### AIM OF THE EXERCISE
Put the lines between the one containing "# test: pointer emits one marker per instance of the raised" and the one containing "x=664 y=606", inclusive, into a Markdown table with the columns Row and Line. Give each row number under Row, and leave out blank lines.

Stored dataset items

· · · · ·

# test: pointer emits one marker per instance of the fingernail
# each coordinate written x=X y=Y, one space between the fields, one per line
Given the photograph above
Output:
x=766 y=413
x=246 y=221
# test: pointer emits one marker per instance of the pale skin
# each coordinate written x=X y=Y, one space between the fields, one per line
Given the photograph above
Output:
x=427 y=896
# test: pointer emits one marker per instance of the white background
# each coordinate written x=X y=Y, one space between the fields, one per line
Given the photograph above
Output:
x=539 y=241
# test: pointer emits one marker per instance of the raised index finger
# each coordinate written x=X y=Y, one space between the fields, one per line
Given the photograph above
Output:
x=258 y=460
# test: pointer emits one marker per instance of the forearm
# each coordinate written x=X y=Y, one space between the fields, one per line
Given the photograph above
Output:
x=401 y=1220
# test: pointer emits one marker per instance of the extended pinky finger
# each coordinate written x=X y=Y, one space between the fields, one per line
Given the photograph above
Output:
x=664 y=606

· · · · ·

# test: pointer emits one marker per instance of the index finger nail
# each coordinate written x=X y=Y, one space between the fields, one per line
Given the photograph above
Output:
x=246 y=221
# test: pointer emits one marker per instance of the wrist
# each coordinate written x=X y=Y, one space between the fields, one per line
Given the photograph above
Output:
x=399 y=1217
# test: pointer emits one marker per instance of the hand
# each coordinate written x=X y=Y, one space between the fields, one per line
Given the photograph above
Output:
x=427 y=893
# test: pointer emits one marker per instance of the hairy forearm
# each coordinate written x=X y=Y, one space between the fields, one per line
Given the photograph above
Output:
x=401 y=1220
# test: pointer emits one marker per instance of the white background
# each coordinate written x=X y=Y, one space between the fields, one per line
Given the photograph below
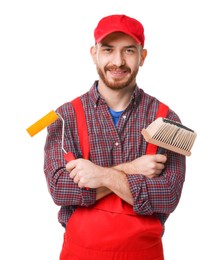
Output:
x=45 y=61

· · · · ·

### SOLUTION TO THIS TASK
| Row | Line |
|---|---|
| 1 | # test: pointer emits one marker per instance of the raised index finger |
| 2 | # each coordinate written x=X y=Y, one space between the fields, one per line |
| 3 | Given the photograph above |
| 4 | Output: |
| 5 | x=258 y=460 |
| 6 | # test: pointer emits one marker per instance of the forearm |
| 7 | # each coordinate written x=X y=Y, one space between the fields, one per line |
| 8 | Given the photograph above |
| 9 | Output: |
| 10 | x=401 y=1220 |
| 11 | # test: pointer emits one marker per instance of the extended pinky finger |
| 12 | # each coordinate written x=X y=Y, one space between the fields, one per line |
| 13 | Given the photograph above |
| 14 | Output: |
| 15 | x=664 y=606 |